Pictures should be excluded; otherwise, copy every entry exactly.

######

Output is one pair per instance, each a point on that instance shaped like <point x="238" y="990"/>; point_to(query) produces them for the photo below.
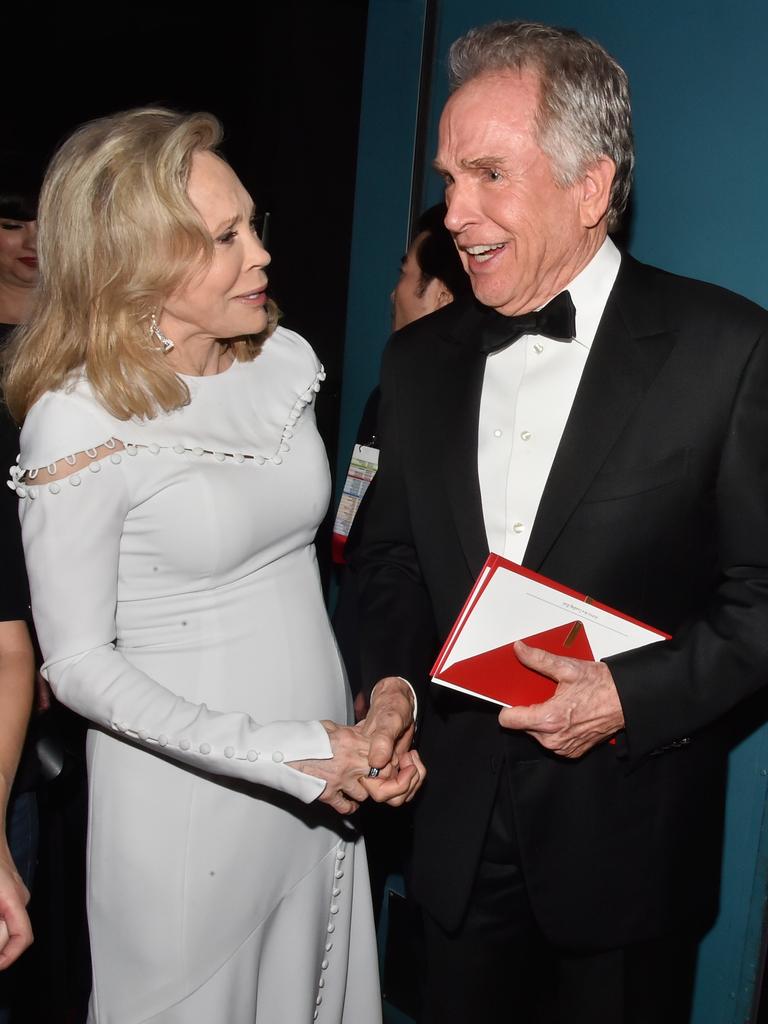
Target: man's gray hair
<point x="584" y="110"/>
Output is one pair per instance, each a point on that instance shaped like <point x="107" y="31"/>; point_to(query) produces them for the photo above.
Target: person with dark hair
<point x="602" y="423"/>
<point x="18" y="276"/>
<point x="431" y="273"/>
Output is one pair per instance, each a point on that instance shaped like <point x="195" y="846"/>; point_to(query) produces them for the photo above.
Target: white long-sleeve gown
<point x="178" y="606"/>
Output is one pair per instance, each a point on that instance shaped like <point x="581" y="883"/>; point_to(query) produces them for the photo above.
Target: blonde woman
<point x="171" y="480"/>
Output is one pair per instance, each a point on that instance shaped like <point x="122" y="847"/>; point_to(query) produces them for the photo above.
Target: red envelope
<point x="499" y="676"/>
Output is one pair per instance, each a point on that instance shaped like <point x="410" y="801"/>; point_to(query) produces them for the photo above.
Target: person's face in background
<point x="413" y="298"/>
<point x="17" y="253"/>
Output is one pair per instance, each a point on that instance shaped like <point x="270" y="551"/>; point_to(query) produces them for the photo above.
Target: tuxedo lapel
<point x="461" y="406"/>
<point x="632" y="343"/>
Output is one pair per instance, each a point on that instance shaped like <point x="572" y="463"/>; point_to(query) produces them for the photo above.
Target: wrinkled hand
<point x="389" y="727"/>
<point x="15" y="931"/>
<point x="342" y="771"/>
<point x="584" y="711"/>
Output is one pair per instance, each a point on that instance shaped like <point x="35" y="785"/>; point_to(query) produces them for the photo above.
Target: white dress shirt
<point x="527" y="392"/>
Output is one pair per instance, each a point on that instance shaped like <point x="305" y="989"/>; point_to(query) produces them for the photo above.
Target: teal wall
<point x="699" y="82"/>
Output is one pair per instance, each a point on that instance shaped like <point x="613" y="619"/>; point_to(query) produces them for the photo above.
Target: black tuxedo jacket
<point x="657" y="505"/>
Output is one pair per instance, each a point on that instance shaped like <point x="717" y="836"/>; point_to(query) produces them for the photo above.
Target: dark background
<point x="284" y="77"/>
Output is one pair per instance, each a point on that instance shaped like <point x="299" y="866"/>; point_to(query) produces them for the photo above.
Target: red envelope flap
<point x="499" y="675"/>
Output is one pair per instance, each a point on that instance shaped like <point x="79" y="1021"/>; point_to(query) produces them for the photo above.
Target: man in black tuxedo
<point x="620" y="449"/>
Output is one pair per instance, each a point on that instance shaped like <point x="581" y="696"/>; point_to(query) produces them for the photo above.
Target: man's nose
<point x="461" y="211"/>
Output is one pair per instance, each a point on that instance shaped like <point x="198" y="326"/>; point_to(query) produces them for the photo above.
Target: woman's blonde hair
<point x="117" y="235"/>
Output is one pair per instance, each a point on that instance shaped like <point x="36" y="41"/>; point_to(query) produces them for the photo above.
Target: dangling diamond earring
<point x="165" y="343"/>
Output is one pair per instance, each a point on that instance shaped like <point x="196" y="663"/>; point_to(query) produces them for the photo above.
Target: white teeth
<point x="479" y="250"/>
<point x="482" y="253"/>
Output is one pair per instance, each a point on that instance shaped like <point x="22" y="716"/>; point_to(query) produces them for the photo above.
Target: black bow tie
<point x="556" y="320"/>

######

*Output*.
Output is one pair per instance, each a point on that instance shaped like <point x="238" y="990"/>; point_to(query) produces them for the photo below.
Target: man's gray hair
<point x="584" y="110"/>
Output is one pair per instance, each a point on that instance shaped like <point x="107" y="31"/>; point_to(query) produces them for the photo above.
Target: person with dark hair
<point x="602" y="423"/>
<point x="18" y="276"/>
<point x="431" y="273"/>
Output is one pair per instance, each a point on that instance shaped like <point x="195" y="846"/>; point_to(query) produces them for the photo above.
Target: white long-sleeve gown
<point x="178" y="606"/>
Output is one pair per instance, each a point on that instance shaped like <point x="581" y="883"/>; point_to(query) produces them for the photo above.
Target: blonde woman
<point x="171" y="480"/>
Output is one pair per instance, each a point on that instance shaped like <point x="122" y="847"/>; point_to(query) produces them for the photo above.
Target: red envelope
<point x="499" y="676"/>
Output is one pair per instance, each a point on that instance shaped like <point x="410" y="801"/>; point_to(query) produces them for the photo above.
Target: person's face in background
<point x="413" y="298"/>
<point x="17" y="253"/>
Output is one pair per instance, each a point on that instance shaped like <point x="270" y="551"/>; point_to(query) produces them for the photo above.
Target: tuxedo lapel
<point x="461" y="406"/>
<point x="632" y="343"/>
Output is one pair per instance, each a point on that instance shaped like <point x="572" y="463"/>; point_to(query) produces them for the photo above.
Target: wrinkled hand
<point x="389" y="727"/>
<point x="15" y="931"/>
<point x="342" y="771"/>
<point x="584" y="711"/>
Output is one pair per instance, each a point on that instance shaped like <point x="35" y="785"/>; point_to(query) produces them for the photo above.
Target: white dress shirt
<point x="527" y="392"/>
Output is one pair per instance, each a point on that instance shaped like <point x="305" y="989"/>; point_to(query) produces them for the photo above.
Target: teal wall
<point x="699" y="82"/>
Output is one pair per instance, each a point on that instance shaped like <point x="613" y="619"/>; point_to(query) produces them for the photo above.
Target: black tuxedo jacket
<point x="657" y="505"/>
Output is one pair per instance, each a point on that instance shaped like <point x="717" y="836"/>; point_to(query) produces them for the photo above.
Target: dark background
<point x="284" y="77"/>
Output is one pair per instance, each a point on that instance shaped like <point x="299" y="866"/>; point_to(query) produces them for the photo above.
Target: red envelope flap
<point x="499" y="675"/>
Output is one pair per instance, each a point on that instance shaped like <point x="79" y="1021"/>; point_to(query) produces them for the photo above.
Target: man in black tuxedo
<point x="620" y="449"/>
Output is one pair per instance, each a point on that instance shaped like <point x="581" y="696"/>; point_to(query) produces them for the photo above.
Target: man's nose
<point x="461" y="211"/>
Output is one pair per instance, each a point on that instance shaped like <point x="198" y="326"/>; point_to(query) produces them for the photo above.
Target: woman's blonde hair
<point x="117" y="235"/>
Output is one pair per instance, each a point on that instance shaped like <point x="36" y="41"/>; point_to(query) produces them for the photo above.
Target: dangling diamond earring
<point x="165" y="343"/>
Output is one pair per instance, each a point on that instance shaped like <point x="196" y="663"/>; point_to(query) produces them for the photo above.
Target: white teeth
<point x="479" y="250"/>
<point x="482" y="253"/>
Output is one pair per instance, each a point on that instance shaped like <point x="22" y="716"/>; point_to(query) produces them for the photo above.
Target: black bow tie
<point x="556" y="320"/>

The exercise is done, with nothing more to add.